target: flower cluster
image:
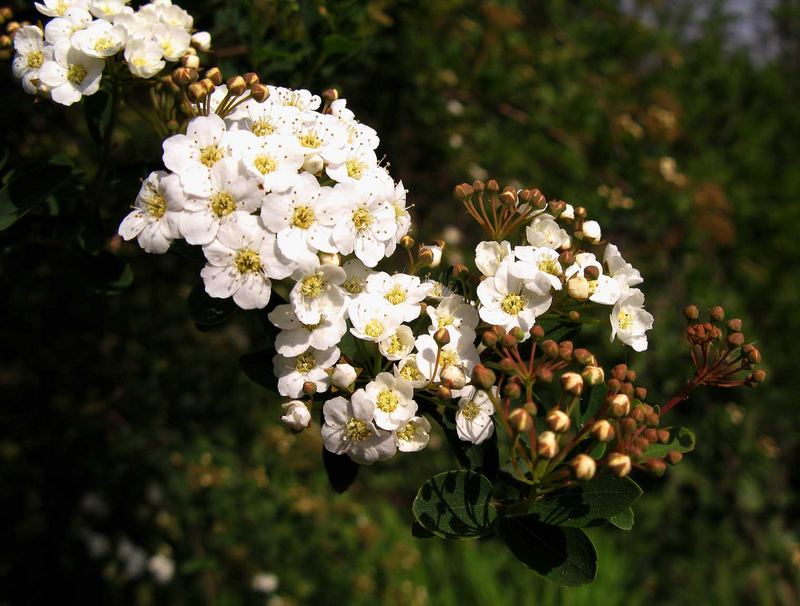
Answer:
[13,0,211,105]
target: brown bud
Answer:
[592,419,616,442]
[250,82,269,103]
[545,410,572,433]
[508,408,533,433]
[226,76,247,97]
[608,452,631,478]
[205,67,225,86]
[569,454,597,482]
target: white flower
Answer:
[71,20,128,59]
[200,212,293,309]
[125,38,164,78]
[349,295,401,343]
[331,363,358,389]
[427,295,480,340]
[179,158,263,245]
[333,179,397,267]
[12,25,53,95]
[364,372,417,430]
[378,324,414,362]
[367,272,431,322]
[119,170,184,254]
[475,240,511,276]
[261,173,340,261]
[581,221,602,244]
[456,386,496,444]
[322,389,397,465]
[163,115,230,196]
[394,417,431,452]
[610,288,653,351]
[478,257,553,338]
[509,246,563,295]
[272,347,340,398]
[268,305,347,356]
[289,255,345,324]
[230,130,303,192]
[525,215,570,250]
[281,400,311,431]
[39,46,106,105]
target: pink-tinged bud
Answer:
[683,305,700,321]
[608,452,631,478]
[708,305,725,322]
[561,372,583,396]
[569,454,597,482]
[567,276,589,301]
[439,364,467,389]
[581,366,606,385]
[536,431,558,459]
[545,410,572,433]
[508,408,533,433]
[608,393,631,417]
[592,419,616,442]
[472,364,497,390]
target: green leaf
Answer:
[0,164,72,231]
[498,516,597,587]
[529,476,642,528]
[322,448,360,494]
[608,507,633,530]
[412,470,497,538]
[642,427,695,461]
[187,282,237,326]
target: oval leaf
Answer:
[498,515,597,587]
[413,470,497,539]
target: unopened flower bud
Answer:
[581,366,606,385]
[561,372,583,396]
[508,408,533,433]
[439,364,467,389]
[226,76,247,97]
[608,452,631,478]
[472,364,497,390]
[683,305,700,320]
[536,431,558,459]
[608,393,631,417]
[592,419,616,442]
[331,364,358,389]
[569,454,597,482]
[303,154,325,175]
[281,400,311,431]
[567,275,589,301]
[545,410,572,433]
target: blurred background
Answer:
[0,0,800,606]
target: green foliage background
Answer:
[0,0,800,606]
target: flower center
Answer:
[384,285,406,305]
[298,130,322,149]
[461,400,481,421]
[292,206,316,229]
[67,63,86,84]
[211,191,236,219]
[233,248,261,274]
[250,118,275,137]
[375,389,400,412]
[294,352,317,375]
[353,206,372,231]
[364,320,383,339]
[345,159,367,179]
[253,156,278,175]
[28,51,44,69]
[200,145,223,168]
[500,294,525,316]
[345,419,371,442]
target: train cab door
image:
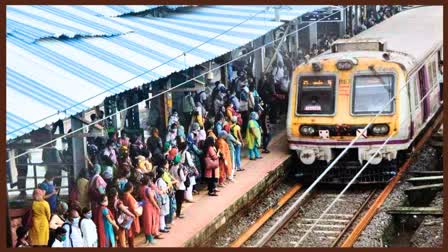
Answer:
[409,74,423,138]
[418,66,430,122]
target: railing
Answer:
[8,162,73,192]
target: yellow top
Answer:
[30,200,51,246]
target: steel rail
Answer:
[331,189,377,248]
[341,111,443,248]
[229,184,302,248]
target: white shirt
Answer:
[81,218,98,248]
[51,239,64,248]
[170,165,186,190]
[62,219,84,248]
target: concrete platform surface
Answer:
[135,130,290,247]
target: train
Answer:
[286,6,443,184]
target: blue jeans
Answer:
[235,144,241,170]
[249,146,260,159]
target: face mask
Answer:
[84,212,92,219]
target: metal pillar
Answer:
[69,116,87,178]
[161,79,173,128]
[308,23,317,48]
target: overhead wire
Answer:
[7,6,270,138]
[6,6,348,162]
[295,80,437,247]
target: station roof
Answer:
[6,5,325,139]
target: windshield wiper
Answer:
[369,65,391,94]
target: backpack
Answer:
[177,165,190,188]
[88,175,101,200]
[69,179,79,205]
[193,90,205,103]
[62,222,73,248]
[60,221,84,248]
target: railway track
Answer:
[266,189,376,247]
[230,112,442,247]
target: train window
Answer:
[352,74,394,114]
[297,75,336,115]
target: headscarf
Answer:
[79,168,89,179]
[163,141,171,152]
[167,148,179,161]
[33,188,45,200]
[173,154,181,165]
[93,164,101,175]
[177,125,185,139]
[59,201,68,213]
[120,145,129,157]
[191,122,200,131]
[218,130,227,138]
[250,112,258,120]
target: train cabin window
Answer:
[352,74,394,114]
[428,55,438,86]
[411,76,420,109]
[297,75,336,115]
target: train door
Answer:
[409,74,423,137]
[418,66,430,122]
[428,54,440,115]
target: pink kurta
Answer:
[123,193,140,238]
[140,185,160,235]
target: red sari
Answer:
[140,185,160,235]
[123,193,140,238]
[95,205,115,248]
[216,138,232,184]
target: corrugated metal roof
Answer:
[6,5,132,43]
[7,6,328,139]
[79,5,191,17]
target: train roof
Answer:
[311,6,443,74]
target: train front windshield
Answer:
[297,75,336,115]
[352,74,394,114]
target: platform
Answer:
[135,130,291,247]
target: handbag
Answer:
[204,155,219,169]
[135,205,143,216]
[115,203,134,230]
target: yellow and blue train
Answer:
[287,6,443,183]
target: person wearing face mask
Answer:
[62,207,84,248]
[38,172,59,213]
[76,168,90,211]
[30,189,51,247]
[246,112,261,160]
[107,187,135,248]
[94,194,120,248]
[51,227,67,248]
[79,207,98,248]
[16,227,31,248]
[165,123,177,146]
[89,166,107,217]
[168,109,179,129]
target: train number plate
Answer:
[356,129,367,138]
[319,130,330,139]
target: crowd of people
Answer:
[16,8,408,247]
[16,62,284,247]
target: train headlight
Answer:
[299,125,317,136]
[336,59,357,71]
[371,124,389,136]
[311,62,322,72]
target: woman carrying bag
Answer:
[123,182,143,248]
[204,137,219,196]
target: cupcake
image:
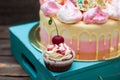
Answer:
[43,43,75,72]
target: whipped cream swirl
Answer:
[84,7,109,24]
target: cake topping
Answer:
[46,43,74,61]
[52,35,64,45]
[105,0,120,20]
[84,7,108,24]
[57,0,82,23]
[41,0,61,17]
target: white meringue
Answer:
[41,0,61,17]
[105,0,120,20]
[57,0,82,23]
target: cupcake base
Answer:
[43,54,74,72]
[45,62,71,72]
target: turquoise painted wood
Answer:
[9,22,120,80]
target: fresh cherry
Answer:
[52,35,64,45]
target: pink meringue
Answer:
[105,0,120,20]
[41,0,61,17]
[83,7,108,24]
[57,0,82,23]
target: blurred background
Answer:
[0,0,40,25]
[0,0,40,80]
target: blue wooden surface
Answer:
[10,22,120,80]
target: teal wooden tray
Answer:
[9,22,120,80]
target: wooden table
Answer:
[0,26,31,80]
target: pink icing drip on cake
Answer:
[40,28,118,60]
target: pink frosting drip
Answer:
[105,0,120,20]
[84,7,108,24]
[40,28,118,54]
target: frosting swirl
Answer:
[84,7,108,24]
[104,0,120,20]
[57,0,82,23]
[45,43,74,61]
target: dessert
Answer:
[43,43,75,72]
[40,0,120,61]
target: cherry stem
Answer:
[53,19,59,35]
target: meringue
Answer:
[57,0,82,23]
[41,0,61,17]
[105,0,120,20]
[83,7,108,24]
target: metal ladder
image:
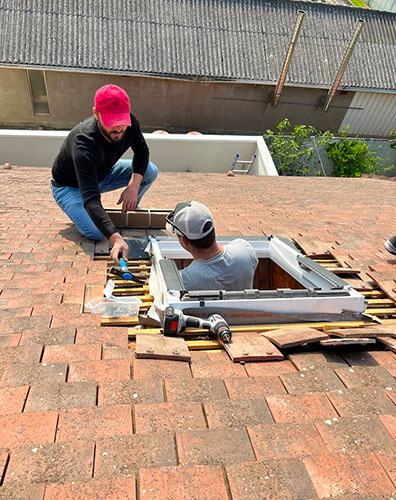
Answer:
[227,153,257,177]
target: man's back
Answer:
[181,238,258,290]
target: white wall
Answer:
[0,130,278,175]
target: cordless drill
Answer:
[110,258,146,284]
[164,307,232,344]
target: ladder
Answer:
[227,153,257,177]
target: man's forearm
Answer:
[128,173,143,190]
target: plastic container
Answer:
[85,297,142,318]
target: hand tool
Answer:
[110,258,146,283]
[163,307,232,344]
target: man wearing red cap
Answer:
[51,85,158,262]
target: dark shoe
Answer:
[384,235,396,255]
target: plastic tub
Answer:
[85,297,142,318]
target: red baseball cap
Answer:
[95,84,131,128]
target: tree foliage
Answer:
[263,118,333,175]
[325,127,381,177]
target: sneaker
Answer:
[384,235,396,255]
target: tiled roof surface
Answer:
[0,167,396,500]
[0,0,396,90]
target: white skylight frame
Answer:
[147,236,367,325]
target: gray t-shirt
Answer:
[180,238,258,290]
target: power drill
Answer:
[110,258,146,284]
[164,307,232,344]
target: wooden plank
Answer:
[367,271,396,303]
[262,326,329,348]
[342,276,373,292]
[319,337,377,347]
[186,340,222,351]
[94,238,110,254]
[364,307,396,316]
[128,319,386,336]
[100,316,139,326]
[329,326,393,338]
[223,332,284,363]
[135,334,191,361]
[325,266,360,274]
[367,298,394,307]
[377,337,396,352]
[362,290,386,299]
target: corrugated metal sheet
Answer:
[339,92,396,136]
[0,0,396,90]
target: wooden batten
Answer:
[106,209,170,229]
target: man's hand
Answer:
[117,184,139,212]
[109,233,129,264]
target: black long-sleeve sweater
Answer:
[52,113,149,238]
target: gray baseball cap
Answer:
[166,201,214,240]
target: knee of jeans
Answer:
[81,228,105,241]
[145,161,158,182]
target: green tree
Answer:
[326,127,381,177]
[263,118,333,175]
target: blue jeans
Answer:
[51,160,158,241]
━━━━━━━━━━━━━━━━━━━━
#### TASK REQUIREMENTS
Rescale the part of the data above that opens with the line containing "target: yellow top" and closes with the line containing "[369,65,391,94]", both included. Write out every line of that part, changing only the bounding-box coordinates by multiplying each by 0.35 and rounding to the nearest whole number, with halves rounded up.

#### TASK SOLUTION
target: yellow top
Answer:
[11,70,18,86]
target: steel rail
Answer:
[116,66,132,87]
[119,39,155,87]
[80,64,106,87]
target: white shirt
Answer:
[28,76,34,87]
[18,84,22,87]
[60,58,65,67]
[22,77,29,87]
target: concrete platform surface
Answer:
[47,46,102,86]
target: train
Answer:
[100,2,155,64]
target: blue jeans
Answer:
[82,50,84,60]
[87,51,91,56]
target: face mask
Answer:
[29,74,32,77]
target: metal pillar
Answer:
[24,41,30,62]
[56,28,61,45]
[108,8,111,17]
target: overhead wire
Answer:
[2,2,95,48]
[2,2,122,57]
[103,28,153,86]
target: station roof
Answer:
[2,2,114,49]
target: windshield wiper
Answer:
[129,23,137,33]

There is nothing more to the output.